Thank you, Michel, I am very grateful for your comment. I suffered very much writing this. I am always unsure if I am being as clear as possible.

There were a few things that I would have liked to have added. "The Guardrail" was about a meditation on death and suicide. Emily spoke this while overlooking a cliff. The guardrail was what kept her from going over. In "The Contrarian" I explored Emily's combative character some more. However, I decided not to include these, because I felt they detracted from the clear progression which is a part of the present version.

I thought the headings were clever in some ways. "Back to School" means literally to go back to the physical place, but also Emily going back to school on herself. "Withdrawal" means physical withdrawal, but also a going within oneself.

•••

» TASKS TO CARRY OUT
1 - Translate the sentence "The guardrail was what kept her from going over." from the comment into Spanish.
2 - Answer these questions using the comment:
(a) Where was Emily when she spoke "The Guardrail"?
(b) What did the writer explore in "The Contrarian"?
(c) Besides physical withdrawal, what does the heading "Withdrawal" mean?
3 - Continue the comment on the Emily piece from its last sentence.
The material placed after the comment comes from a separate source.

» SUPPLIED DATA
•••

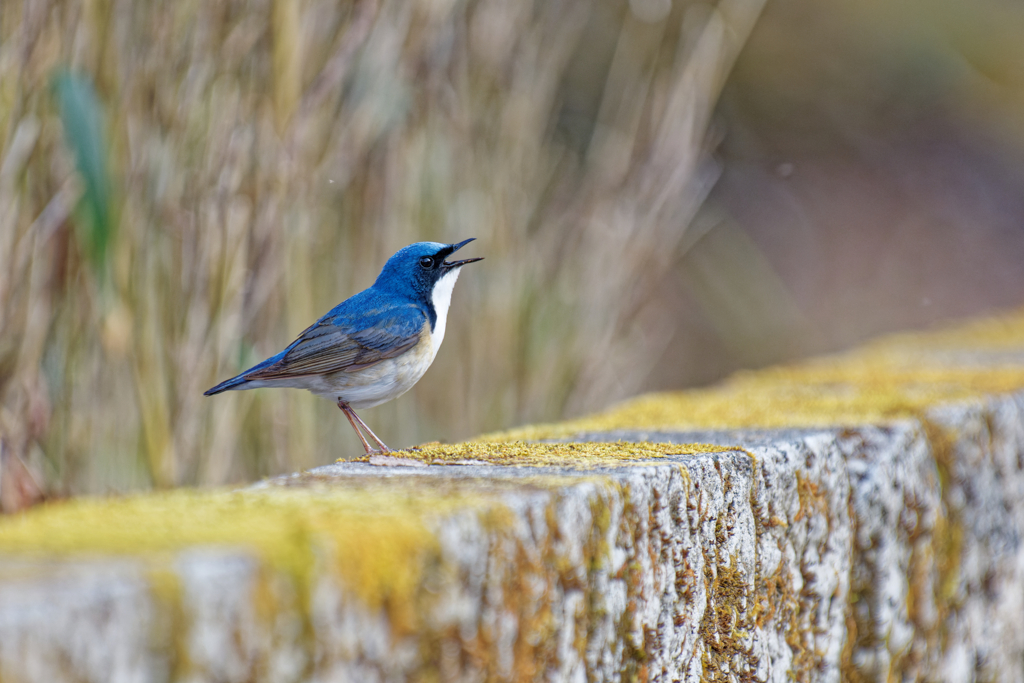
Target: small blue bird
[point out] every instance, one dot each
(374, 346)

•••

» FINAL RESULTS
1 - La barandilla era lo que le impedía caer por el borde.

2 -
(a) She was overlooking a cliff.
(b) Emily's combative character.
(c) A going within oneself.

3 -
There are a few Christian references which I tried to keep vague since God is dead. "Foundations" could refer to the story of the foundation of sand or stone. Gethsemane is obvious. And then there is a reference to meekness and living in a cloister in "Emily's Apperception." I thought it was good to say meekness is a step in a transformative process: it is part of introversion, and not an end in itself.

Finally, I sneaked myself into the story. You can find me in the name "Sasha." The character isn't developed, but I thought it was enough to show how people and things come to the surface of the mind. It can be visceral, but we must confront them.
« Last Edit: August 10, 2014, 07:21:42 PM by Alexander »
https://alexanderlorincz.com/

"I saw all things gathered in one volume by love - what, in the universe, seemed separate, scattered." (Canto 33)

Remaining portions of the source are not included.